» GIVEN REQUEST
Would you restate, exactly as they appear, the lines from the one containing "Pin the black zip" through the end of the data below?

[Start]

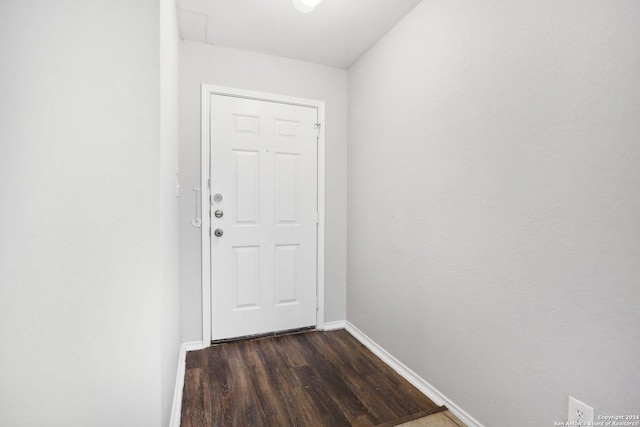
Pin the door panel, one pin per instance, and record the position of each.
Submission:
(263, 267)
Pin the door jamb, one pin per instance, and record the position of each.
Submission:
(207, 91)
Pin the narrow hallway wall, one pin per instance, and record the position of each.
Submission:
(494, 198)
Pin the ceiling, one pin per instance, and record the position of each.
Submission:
(336, 33)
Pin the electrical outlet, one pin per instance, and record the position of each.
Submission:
(580, 414)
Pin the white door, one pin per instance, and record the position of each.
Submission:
(264, 202)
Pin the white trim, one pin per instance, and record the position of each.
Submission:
(427, 389)
(207, 91)
(176, 409)
(333, 326)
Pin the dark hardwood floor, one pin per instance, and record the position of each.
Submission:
(309, 379)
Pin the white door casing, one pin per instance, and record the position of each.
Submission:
(265, 160)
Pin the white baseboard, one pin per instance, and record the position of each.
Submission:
(417, 381)
(332, 326)
(176, 410)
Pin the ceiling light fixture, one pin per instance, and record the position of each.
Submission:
(306, 6)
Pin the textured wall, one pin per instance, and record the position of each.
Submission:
(494, 203)
(200, 63)
(80, 265)
(169, 205)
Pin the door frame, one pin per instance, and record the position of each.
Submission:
(207, 91)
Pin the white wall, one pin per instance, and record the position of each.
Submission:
(80, 230)
(169, 205)
(200, 63)
(494, 203)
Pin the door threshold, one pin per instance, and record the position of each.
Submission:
(265, 335)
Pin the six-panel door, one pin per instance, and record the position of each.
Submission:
(264, 170)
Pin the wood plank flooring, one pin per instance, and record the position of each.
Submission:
(309, 379)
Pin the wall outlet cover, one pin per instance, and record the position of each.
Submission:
(580, 414)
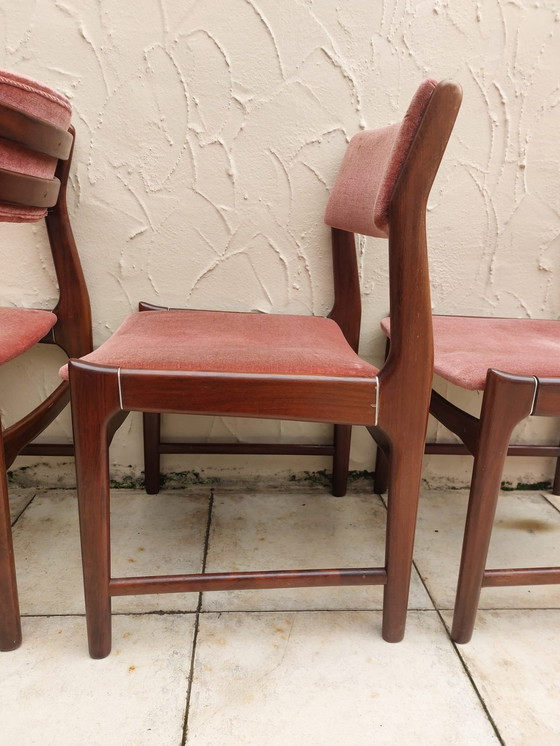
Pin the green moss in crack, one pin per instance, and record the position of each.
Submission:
(178, 479)
(534, 486)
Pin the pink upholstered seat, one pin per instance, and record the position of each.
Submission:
(42, 102)
(20, 329)
(221, 341)
(465, 347)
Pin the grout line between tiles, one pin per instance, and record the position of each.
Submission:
(462, 662)
(24, 509)
(197, 622)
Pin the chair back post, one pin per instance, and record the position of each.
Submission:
(73, 331)
(347, 307)
(411, 350)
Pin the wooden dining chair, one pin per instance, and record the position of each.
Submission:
(36, 142)
(516, 363)
(286, 367)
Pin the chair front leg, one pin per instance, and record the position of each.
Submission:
(94, 402)
(152, 435)
(10, 625)
(404, 475)
(507, 400)
(341, 459)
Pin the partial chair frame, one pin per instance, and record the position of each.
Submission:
(393, 407)
(347, 312)
(507, 400)
(72, 331)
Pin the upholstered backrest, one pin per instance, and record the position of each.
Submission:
(359, 200)
(28, 111)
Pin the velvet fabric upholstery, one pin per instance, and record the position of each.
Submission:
(20, 329)
(222, 341)
(42, 102)
(465, 347)
(359, 200)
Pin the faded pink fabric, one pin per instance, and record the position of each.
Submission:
(42, 102)
(20, 329)
(221, 341)
(465, 347)
(359, 200)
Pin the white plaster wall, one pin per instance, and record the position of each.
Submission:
(208, 135)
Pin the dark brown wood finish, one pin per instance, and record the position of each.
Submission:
(72, 332)
(394, 408)
(347, 312)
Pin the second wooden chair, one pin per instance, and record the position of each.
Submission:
(286, 367)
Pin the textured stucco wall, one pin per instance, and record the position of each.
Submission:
(209, 134)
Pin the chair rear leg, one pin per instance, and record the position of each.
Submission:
(10, 625)
(404, 472)
(152, 436)
(507, 401)
(556, 482)
(341, 459)
(381, 475)
(91, 439)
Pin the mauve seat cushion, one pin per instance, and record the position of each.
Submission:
(221, 341)
(36, 99)
(20, 329)
(465, 347)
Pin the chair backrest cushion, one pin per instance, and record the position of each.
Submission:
(359, 201)
(42, 102)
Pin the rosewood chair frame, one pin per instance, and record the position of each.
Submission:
(508, 399)
(393, 407)
(71, 332)
(347, 312)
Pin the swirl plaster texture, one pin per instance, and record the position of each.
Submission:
(209, 135)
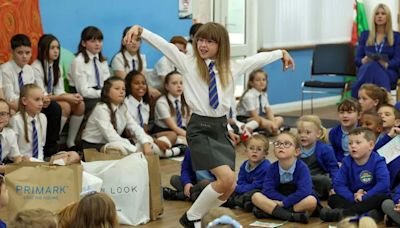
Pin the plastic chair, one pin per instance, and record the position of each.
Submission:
(329, 60)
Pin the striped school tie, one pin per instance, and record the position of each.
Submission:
(96, 71)
(140, 115)
(178, 114)
(260, 108)
(133, 65)
(212, 88)
(50, 81)
(35, 140)
(20, 80)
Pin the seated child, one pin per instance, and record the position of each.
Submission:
(348, 112)
(9, 147)
(219, 217)
(287, 189)
(318, 156)
(190, 183)
(254, 104)
(88, 213)
(251, 174)
(362, 183)
(34, 218)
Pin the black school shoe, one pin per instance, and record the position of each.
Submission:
(185, 222)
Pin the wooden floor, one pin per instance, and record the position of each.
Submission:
(174, 209)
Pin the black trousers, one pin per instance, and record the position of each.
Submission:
(53, 114)
(351, 208)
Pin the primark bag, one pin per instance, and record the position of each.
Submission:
(38, 185)
(126, 182)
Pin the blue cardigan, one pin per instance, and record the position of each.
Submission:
(326, 158)
(188, 175)
(248, 181)
(301, 178)
(372, 177)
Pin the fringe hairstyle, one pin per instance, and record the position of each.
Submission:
(388, 28)
(43, 57)
(90, 33)
(218, 33)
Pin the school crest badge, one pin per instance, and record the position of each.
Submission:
(366, 177)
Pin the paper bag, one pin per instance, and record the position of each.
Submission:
(34, 185)
(125, 181)
(153, 162)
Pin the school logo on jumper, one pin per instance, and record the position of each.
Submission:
(366, 177)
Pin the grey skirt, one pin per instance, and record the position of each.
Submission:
(209, 143)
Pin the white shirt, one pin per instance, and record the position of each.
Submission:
(9, 144)
(195, 89)
(162, 111)
(10, 71)
(38, 71)
(132, 105)
(17, 124)
(83, 77)
(119, 64)
(163, 67)
(250, 102)
(99, 128)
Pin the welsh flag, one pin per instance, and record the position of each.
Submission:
(360, 24)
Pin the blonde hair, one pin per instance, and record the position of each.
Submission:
(353, 222)
(388, 27)
(260, 138)
(34, 218)
(317, 122)
(67, 215)
(96, 210)
(218, 33)
(25, 92)
(215, 213)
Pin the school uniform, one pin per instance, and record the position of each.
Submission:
(100, 131)
(38, 70)
(339, 140)
(118, 63)
(38, 123)
(82, 78)
(199, 179)
(162, 111)
(11, 88)
(289, 186)
(321, 161)
(372, 177)
(134, 105)
(9, 145)
(11, 82)
(252, 100)
(164, 67)
(207, 130)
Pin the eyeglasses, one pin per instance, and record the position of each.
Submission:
(206, 41)
(4, 114)
(285, 144)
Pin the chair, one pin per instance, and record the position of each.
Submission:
(329, 60)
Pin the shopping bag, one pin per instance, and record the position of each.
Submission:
(38, 185)
(126, 182)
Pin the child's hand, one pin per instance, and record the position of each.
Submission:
(186, 189)
(133, 34)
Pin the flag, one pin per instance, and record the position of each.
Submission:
(360, 24)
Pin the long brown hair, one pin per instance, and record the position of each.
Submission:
(218, 33)
(25, 92)
(96, 210)
(388, 27)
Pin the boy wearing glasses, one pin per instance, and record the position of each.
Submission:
(8, 140)
(362, 183)
(287, 188)
(251, 174)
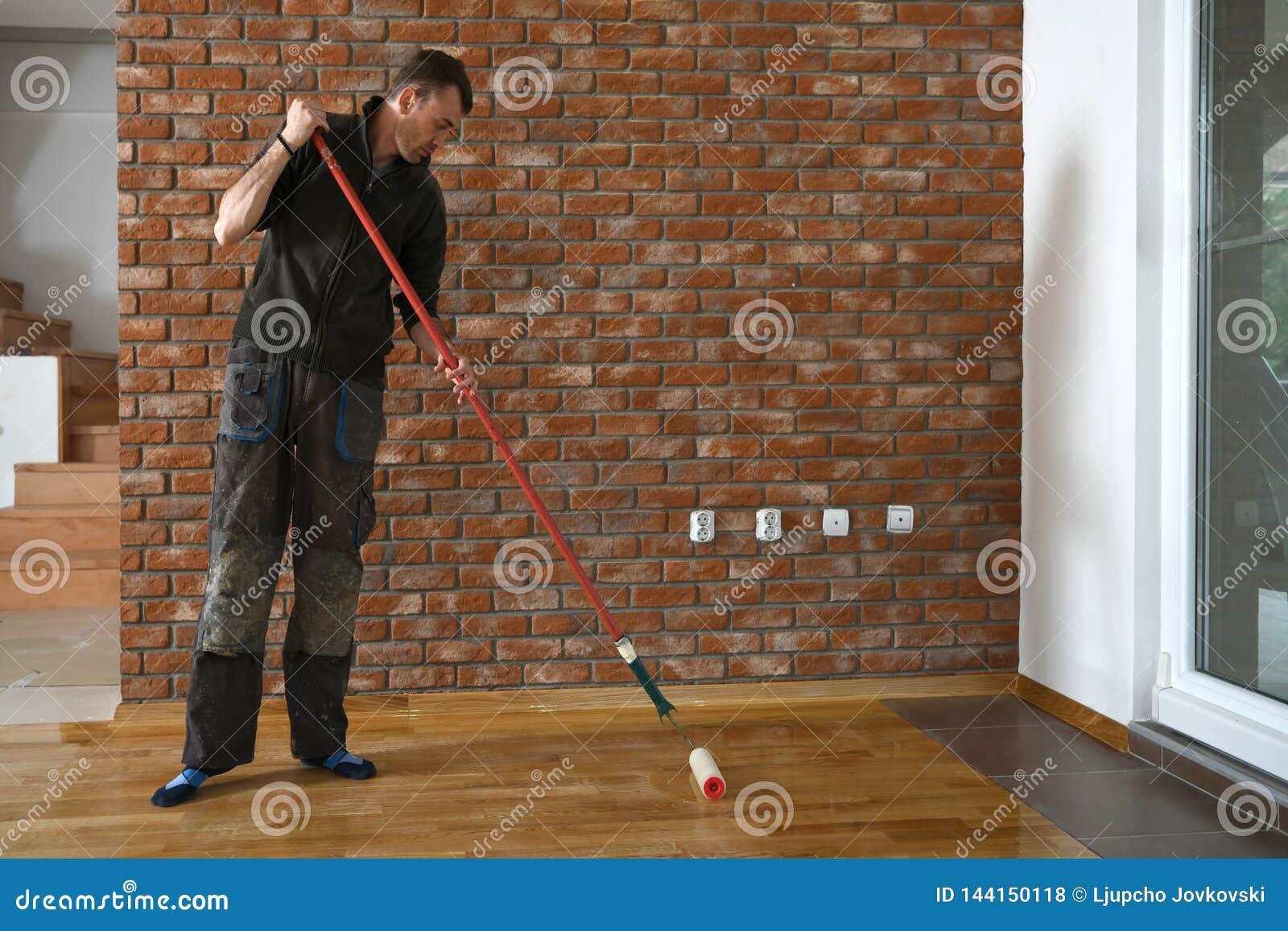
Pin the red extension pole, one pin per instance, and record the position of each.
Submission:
(450, 360)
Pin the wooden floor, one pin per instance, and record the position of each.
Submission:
(467, 774)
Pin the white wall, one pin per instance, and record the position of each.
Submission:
(29, 416)
(62, 14)
(1088, 618)
(58, 186)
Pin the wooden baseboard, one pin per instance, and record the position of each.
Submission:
(1108, 731)
(790, 694)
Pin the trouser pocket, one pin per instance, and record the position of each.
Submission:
(253, 393)
(360, 422)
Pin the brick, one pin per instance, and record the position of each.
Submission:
(867, 190)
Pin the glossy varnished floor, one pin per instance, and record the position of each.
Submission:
(460, 776)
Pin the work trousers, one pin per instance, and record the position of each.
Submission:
(294, 463)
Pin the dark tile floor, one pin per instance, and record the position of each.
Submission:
(1116, 804)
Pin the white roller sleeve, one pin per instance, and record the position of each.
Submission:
(704, 766)
(626, 649)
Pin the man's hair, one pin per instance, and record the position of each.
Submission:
(431, 71)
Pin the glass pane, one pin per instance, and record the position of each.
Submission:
(1247, 117)
(1242, 631)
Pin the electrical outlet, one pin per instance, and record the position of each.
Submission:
(836, 521)
(899, 519)
(770, 523)
(702, 527)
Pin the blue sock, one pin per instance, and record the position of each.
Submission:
(345, 764)
(184, 785)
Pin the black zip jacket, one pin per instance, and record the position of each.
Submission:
(321, 291)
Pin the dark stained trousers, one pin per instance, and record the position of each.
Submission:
(296, 447)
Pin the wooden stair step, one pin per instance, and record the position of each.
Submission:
(88, 579)
(76, 528)
(23, 332)
(10, 294)
(93, 443)
(66, 483)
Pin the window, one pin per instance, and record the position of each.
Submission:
(1242, 377)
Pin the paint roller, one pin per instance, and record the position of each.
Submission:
(701, 761)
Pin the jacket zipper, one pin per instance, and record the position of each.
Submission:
(348, 237)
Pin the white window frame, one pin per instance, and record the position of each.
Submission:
(1247, 725)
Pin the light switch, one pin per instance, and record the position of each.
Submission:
(899, 519)
(836, 521)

[End]

» ANSWER BELOW
Pin the black zip jacket, one pin per instance, and record the position of each.
Submission:
(321, 291)
Pin the dark stained trousers, one pin per instance, and record the position of each.
Submission:
(296, 447)
Pin the wooden stair step, one pin per instance, and record the position of each.
Submission:
(88, 579)
(76, 528)
(23, 332)
(10, 294)
(93, 443)
(66, 483)
Pin the window, one pin per instance, and record the position of each.
Submission:
(1242, 377)
Pin the paint roller, one pin per instance, and record the position of each.
Submission:
(701, 761)
Pin the jacket zipper, one pin per instance, and record the position of each.
Submission:
(348, 237)
Pin the white window frame, one pin per instance, and record the position of each.
Submission:
(1247, 725)
Pin the light switch, one pin per instance, and record the position of each.
Submission:
(899, 519)
(836, 521)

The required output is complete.